_Fonte_

+---+

Game of Thrones: Winter is Here. Recensione dell’episodio 7.01
Shall we begin?
Fa caldo in questa estate italiana. Un caldo tanto opprimente da essere quasi insopportabile. Solo una cosa riusciva ad essere peggiore dell’attesa che il caldo finisca: l’attesa che Game of Thrones ricominciasse. Il caldo ci metterà ancora molto ad andar via, ma il problema principale di ogni fan (ossia di buona parte della popolazione televisiva mondiale) è finito. La settima stagione di Game of Thrones è iniziata. E stiamo tutti molto meglio.
Fight everywhere
Era il consiglio sussurrato e tutt’altro che disinteressato che la voce insinuante di Littlefinger dava a Sansa in uno di quei trailer che sono serviti da golosi antipasti di questa premiere. Ma quello che non era del tutto chiaro quanto letteralmente dovesse essere intesa la parola everywhere. Perché ovunque non esclude davvero nessun luogo né fisicamente né metaforicamente.

+---+

_Sezione dati_
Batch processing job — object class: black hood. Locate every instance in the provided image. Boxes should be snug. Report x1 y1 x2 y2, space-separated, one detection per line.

+---+

_Cosa fare_
Per favore, cita dalla recensione il passo che comincia con le parole "Fa caldo in" e termina dopo "fisicamente né metaforicamente.".

_Risultato dell'esercizio_
Fa caldo in questa estate italiana. Un caldo tanto opprimente da essere quasi insopportabile. Solo una cosa riusciva ad essere peggiore dell’attesa che il caldo finisca: l’attesa che Game of Thrones ricominciasse. Il caldo ci metterà ancora molto ad andar via, ma il problema principale di ogni fan (ossia di buona parte della popolazione televisiva mondiale) è finito. La settima stagione di Game of Thrones è iniziata. E stiamo tutti molto meglio.
Fight everywhere
Era il consiglio sussurrato e tutt’altro che disinteressato che la voce insinuante di Littlefinger dava a Sansa in uno di quei trailer che sono serviti da golosi antipasti di questa premiere. Ma quello che non era del tutto chiaro quanto letteralmente dovesse essere intesa la parola everywhere. Perché ovunque non esclude davvero nessun luogo né fisicamente né metaforicamente.